Requirements: Retype the material word for word.
** begin **
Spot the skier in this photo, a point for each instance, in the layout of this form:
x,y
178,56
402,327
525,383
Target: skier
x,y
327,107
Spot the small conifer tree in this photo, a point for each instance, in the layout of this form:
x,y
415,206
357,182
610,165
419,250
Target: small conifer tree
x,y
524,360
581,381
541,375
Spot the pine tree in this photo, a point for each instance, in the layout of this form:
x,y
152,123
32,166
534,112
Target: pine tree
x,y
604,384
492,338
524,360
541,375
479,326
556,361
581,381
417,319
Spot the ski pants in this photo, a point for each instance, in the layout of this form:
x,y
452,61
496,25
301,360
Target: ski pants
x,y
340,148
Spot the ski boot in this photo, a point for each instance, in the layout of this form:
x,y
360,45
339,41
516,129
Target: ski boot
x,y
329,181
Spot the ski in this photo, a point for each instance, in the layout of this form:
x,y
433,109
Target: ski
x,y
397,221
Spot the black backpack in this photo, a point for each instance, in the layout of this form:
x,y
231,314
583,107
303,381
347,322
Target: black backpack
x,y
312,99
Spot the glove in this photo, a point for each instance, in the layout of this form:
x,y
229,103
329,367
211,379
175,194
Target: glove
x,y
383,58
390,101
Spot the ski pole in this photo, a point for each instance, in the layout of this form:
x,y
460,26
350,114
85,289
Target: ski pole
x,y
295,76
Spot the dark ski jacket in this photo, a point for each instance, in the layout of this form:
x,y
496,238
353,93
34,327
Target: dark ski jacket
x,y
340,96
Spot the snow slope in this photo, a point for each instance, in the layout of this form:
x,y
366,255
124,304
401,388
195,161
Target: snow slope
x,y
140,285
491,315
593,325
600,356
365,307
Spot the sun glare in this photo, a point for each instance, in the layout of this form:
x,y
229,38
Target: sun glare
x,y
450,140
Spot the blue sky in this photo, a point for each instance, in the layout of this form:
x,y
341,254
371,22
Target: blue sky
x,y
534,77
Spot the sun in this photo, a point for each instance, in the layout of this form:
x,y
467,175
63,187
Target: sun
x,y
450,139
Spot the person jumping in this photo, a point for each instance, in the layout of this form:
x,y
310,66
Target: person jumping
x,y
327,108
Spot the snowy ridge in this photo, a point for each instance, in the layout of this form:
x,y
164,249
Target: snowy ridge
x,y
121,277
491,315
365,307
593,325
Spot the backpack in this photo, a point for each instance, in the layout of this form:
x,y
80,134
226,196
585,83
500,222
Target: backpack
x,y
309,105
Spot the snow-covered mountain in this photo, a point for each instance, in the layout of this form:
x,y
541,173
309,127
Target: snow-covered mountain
** end **
Output below:
Spot the skier in this photo, a point for each instance, in the layout of this form:
x,y
178,56
402,327
525,383
Target: skier
x,y
327,107
Spot the small conifer tree in this photo, a point for each instance, in the layout of this form:
x,y
415,206
357,182
610,165
419,250
Target: small conifer tree
x,y
524,360
581,381
541,375
Spot the pine tree in this photo, a point for each instance, in the layout of this form:
x,y
152,123
32,166
534,112
Target: pine tree
x,y
604,384
492,338
524,360
541,375
479,326
556,361
581,381
417,319
Spot the ski pants in this photo, a point for each instance, in the layout of this form:
x,y
452,61
496,25
301,360
Target: ski pants
x,y
340,148
Spot the ski boot in this photo, a point for each instance, in the layout of this form:
x,y
360,45
339,41
516,129
Target: ski boot
x,y
329,181
Spot the ski in this photo, a point for each instance, in the layout of this form:
x,y
433,109
Target: ski
x,y
397,221
Spot the black backpack in this photo, a point for each instance, in the layout of this form:
x,y
231,314
583,107
303,381
347,322
Target: black backpack
x,y
312,99
Spot the glove in this photo, a point for each instance, in the layout of this form:
x,y
229,103
329,367
211,379
175,194
Target: glove
x,y
383,58
390,101
Spot the ski pole in this photo, a point for each instance, in the layout of this form:
x,y
460,26
350,114
85,289
Target: ski pole
x,y
295,76
Spot the dark ski jacket in this photo, a point for each instance, in the layout of this form:
x,y
496,238
353,93
34,327
Target: dark ski jacket
x,y
340,96
Spot the snow slope in this photo, a point for each instance, in the layout of this form:
x,y
366,255
124,304
401,388
195,161
Target: snow slope
x,y
140,285
491,315
593,325
600,356
365,307
Spot the sun glare in this photo, a point for each instance, in the layout of this form:
x,y
229,38
Target: sun glare
x,y
450,140
Spot the blue sky in this photo, a point for each instance, in the layout of this form:
x,y
341,254
371,22
Target: blue sky
x,y
534,77
Spot the sun in this photo, a point for each instance, in the layout of this form:
x,y
467,175
63,187
Target: sun
x,y
450,139
Spot the person jumping in this photo, a point for each instance, in the layout of this form:
x,y
310,66
Target: person jumping
x,y
327,108
Spot the snowy ridge in this photo, a point for each instance, in the layout of this form:
x,y
164,249
Target: snowy ridge
x,y
121,277
491,315
365,307
593,325
Spot the backpack in this photo, a point for each instance, in the layout of this form:
x,y
80,134
226,196
585,83
500,222
Target: backpack
x,y
309,105
Spot the snow-covered mountain in this photo, a point for each instance, in the layout of this form:
x,y
541,173
309,127
Target: snow-covered mountain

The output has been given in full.